## START

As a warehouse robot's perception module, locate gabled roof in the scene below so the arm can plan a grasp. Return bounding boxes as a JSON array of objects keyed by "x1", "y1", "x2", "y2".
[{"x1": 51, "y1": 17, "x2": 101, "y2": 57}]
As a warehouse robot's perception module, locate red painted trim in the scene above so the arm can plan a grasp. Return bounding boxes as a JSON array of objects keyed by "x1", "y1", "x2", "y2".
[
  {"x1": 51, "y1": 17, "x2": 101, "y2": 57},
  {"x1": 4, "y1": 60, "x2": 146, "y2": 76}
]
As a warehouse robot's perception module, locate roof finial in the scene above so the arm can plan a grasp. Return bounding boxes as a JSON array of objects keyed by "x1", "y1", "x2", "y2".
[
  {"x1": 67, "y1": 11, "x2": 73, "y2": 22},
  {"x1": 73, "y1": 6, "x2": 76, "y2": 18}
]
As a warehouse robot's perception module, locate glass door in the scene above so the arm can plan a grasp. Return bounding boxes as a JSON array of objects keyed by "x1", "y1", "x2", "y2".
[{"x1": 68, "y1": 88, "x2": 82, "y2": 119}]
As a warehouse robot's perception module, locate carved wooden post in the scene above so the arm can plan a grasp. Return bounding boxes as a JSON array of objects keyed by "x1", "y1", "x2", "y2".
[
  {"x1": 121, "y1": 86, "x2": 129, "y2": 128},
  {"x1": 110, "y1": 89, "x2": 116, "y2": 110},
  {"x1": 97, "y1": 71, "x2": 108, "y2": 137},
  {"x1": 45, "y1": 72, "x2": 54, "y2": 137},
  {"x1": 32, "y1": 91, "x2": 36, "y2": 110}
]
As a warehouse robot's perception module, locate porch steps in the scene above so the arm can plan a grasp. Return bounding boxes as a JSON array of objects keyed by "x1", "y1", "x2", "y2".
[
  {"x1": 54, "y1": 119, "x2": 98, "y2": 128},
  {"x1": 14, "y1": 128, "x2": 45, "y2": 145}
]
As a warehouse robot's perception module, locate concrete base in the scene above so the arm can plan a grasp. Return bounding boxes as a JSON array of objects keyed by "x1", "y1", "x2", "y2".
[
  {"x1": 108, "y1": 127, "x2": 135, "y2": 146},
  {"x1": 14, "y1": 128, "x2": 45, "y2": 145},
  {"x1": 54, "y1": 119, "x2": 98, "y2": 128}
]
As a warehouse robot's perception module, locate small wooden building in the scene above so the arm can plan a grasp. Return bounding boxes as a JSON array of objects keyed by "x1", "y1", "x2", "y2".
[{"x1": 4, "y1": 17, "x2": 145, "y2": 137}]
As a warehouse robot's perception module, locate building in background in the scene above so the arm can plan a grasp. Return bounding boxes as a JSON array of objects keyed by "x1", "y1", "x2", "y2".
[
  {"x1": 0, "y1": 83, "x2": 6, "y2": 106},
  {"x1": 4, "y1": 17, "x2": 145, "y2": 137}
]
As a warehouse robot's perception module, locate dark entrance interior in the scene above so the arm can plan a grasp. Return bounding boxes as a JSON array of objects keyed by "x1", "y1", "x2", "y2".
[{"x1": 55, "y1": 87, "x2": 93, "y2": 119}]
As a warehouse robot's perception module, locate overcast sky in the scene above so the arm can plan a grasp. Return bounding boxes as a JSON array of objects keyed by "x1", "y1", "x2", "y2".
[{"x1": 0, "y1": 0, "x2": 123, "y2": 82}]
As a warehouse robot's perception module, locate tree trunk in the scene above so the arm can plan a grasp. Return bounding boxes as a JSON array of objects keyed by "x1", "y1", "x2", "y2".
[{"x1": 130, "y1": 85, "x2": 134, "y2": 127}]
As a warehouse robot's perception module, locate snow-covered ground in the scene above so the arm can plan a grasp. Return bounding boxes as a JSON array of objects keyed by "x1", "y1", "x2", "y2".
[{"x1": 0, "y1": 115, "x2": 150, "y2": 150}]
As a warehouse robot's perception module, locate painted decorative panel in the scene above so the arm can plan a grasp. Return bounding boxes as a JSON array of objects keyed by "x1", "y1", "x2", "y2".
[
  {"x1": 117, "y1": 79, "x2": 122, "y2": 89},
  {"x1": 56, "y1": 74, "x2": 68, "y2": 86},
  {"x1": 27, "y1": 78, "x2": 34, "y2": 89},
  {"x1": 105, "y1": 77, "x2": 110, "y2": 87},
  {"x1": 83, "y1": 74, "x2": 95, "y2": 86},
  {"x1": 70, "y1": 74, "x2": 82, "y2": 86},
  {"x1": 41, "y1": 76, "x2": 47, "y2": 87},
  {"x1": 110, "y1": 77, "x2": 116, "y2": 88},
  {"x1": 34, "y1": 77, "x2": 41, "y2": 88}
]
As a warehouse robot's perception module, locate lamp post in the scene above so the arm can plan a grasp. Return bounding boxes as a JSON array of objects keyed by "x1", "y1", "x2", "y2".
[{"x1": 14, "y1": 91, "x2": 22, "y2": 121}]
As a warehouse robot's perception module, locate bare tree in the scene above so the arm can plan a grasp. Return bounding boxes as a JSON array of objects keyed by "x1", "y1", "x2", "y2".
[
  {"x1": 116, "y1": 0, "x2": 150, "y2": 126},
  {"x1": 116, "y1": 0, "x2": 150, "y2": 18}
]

## END

• [Task objective]
List every line in the entries above that contains the word "lamp", matching case exactly.

• [Task solution]
As a warehouse robot's perception module, locate lamp post in the scene above so the arm can plan a grasp. Return bounding boxes as a JSON array of objects keyed by "x1", "y1", "x2", "y2".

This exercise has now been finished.